_Set task_.
Locate every line in the data below that contains the string "green" and copy each of those lines in full.

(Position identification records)
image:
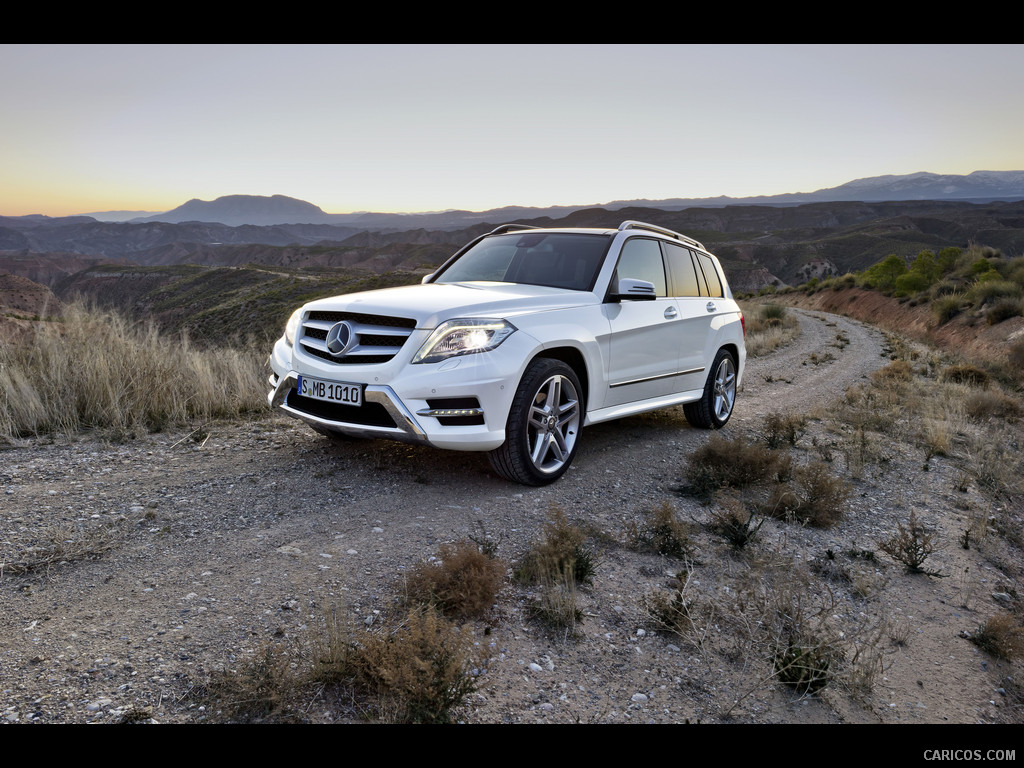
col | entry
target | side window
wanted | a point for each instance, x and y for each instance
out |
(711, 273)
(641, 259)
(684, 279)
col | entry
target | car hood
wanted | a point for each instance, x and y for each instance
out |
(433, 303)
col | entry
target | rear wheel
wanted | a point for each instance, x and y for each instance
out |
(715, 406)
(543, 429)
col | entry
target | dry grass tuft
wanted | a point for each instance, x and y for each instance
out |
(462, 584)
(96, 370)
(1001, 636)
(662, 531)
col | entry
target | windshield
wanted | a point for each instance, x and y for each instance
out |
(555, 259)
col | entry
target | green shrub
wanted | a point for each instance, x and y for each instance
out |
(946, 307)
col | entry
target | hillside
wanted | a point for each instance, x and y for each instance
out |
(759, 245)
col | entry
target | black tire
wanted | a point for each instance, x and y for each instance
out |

* * *

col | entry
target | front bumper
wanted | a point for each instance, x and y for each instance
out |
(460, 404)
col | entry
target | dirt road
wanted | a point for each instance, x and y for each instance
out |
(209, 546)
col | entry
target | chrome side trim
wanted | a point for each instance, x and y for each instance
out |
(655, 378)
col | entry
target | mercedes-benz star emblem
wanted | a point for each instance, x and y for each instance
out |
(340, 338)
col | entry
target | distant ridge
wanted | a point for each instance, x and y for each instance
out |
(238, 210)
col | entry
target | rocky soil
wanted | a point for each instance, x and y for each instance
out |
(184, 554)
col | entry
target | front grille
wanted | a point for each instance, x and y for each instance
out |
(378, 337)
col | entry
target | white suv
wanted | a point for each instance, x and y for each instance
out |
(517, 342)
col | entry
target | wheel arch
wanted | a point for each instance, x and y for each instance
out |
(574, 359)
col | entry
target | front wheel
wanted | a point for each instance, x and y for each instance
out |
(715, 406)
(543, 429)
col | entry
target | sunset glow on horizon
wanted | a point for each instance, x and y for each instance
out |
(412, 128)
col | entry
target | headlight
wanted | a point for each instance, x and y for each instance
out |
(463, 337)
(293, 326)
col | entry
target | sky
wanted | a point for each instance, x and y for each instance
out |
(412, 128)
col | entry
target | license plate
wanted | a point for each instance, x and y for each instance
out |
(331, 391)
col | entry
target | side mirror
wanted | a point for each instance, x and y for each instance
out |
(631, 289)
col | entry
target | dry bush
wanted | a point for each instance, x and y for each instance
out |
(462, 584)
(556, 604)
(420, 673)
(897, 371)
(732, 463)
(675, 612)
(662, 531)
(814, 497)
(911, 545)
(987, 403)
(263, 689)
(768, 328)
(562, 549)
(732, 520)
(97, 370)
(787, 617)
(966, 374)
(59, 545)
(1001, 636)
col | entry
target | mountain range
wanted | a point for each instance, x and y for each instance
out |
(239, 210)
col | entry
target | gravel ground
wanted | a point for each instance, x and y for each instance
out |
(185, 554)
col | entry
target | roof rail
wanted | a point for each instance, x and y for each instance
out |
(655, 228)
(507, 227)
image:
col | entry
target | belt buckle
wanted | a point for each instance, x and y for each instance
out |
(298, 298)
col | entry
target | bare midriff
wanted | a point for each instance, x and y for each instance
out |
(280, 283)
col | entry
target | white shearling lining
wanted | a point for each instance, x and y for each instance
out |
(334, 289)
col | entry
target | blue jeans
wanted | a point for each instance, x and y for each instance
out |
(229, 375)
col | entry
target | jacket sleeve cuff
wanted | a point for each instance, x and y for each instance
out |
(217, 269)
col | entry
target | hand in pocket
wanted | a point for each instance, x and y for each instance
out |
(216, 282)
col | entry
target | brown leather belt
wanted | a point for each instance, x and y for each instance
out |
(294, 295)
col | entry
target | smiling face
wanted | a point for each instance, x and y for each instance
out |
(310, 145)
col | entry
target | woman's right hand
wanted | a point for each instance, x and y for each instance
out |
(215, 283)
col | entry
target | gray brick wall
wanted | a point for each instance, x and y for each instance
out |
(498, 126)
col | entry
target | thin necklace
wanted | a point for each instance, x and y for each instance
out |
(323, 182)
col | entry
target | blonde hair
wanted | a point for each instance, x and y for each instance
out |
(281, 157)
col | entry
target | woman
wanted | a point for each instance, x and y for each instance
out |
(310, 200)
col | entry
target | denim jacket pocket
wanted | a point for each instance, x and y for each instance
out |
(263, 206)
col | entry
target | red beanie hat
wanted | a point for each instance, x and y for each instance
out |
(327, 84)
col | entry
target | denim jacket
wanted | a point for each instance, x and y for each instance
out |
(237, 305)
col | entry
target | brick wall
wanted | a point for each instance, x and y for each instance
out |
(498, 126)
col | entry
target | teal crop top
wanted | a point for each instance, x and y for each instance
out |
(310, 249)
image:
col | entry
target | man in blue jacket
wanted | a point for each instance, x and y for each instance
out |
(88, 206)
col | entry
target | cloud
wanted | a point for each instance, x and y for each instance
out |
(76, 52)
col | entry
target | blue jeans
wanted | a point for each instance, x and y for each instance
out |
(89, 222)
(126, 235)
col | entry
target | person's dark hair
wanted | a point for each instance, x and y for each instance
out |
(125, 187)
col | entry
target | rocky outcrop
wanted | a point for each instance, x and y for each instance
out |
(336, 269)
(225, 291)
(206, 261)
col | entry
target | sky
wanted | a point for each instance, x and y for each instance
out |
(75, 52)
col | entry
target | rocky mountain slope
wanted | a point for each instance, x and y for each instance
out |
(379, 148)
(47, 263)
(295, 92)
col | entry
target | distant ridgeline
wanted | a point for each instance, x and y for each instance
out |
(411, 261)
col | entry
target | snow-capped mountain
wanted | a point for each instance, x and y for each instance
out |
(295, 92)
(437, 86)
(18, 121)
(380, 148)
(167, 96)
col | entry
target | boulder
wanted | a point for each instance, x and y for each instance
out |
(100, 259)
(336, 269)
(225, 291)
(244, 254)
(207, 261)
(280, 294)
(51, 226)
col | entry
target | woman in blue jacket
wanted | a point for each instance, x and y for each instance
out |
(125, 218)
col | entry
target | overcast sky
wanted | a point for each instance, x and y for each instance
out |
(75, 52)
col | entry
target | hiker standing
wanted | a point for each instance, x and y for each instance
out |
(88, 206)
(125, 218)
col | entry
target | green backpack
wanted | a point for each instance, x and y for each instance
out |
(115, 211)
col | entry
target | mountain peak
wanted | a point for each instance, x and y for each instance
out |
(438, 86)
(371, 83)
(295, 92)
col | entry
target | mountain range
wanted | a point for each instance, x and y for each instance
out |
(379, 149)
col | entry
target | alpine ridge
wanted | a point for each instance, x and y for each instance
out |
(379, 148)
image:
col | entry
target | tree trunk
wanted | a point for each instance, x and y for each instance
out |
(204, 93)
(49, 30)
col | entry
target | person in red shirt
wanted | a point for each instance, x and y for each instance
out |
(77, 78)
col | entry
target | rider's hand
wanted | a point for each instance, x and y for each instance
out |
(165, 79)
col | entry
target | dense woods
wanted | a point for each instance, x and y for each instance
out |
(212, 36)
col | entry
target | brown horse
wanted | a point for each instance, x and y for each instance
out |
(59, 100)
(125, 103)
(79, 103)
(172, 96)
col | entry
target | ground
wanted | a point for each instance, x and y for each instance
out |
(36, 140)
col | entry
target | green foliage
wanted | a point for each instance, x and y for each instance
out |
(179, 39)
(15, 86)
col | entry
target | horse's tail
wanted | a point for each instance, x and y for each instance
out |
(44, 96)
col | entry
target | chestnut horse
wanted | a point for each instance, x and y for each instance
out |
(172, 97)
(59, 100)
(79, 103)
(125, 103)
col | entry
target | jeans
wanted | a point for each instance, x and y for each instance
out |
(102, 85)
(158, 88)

_Response_.
target | green shrub
target | green backpack
target | green foliage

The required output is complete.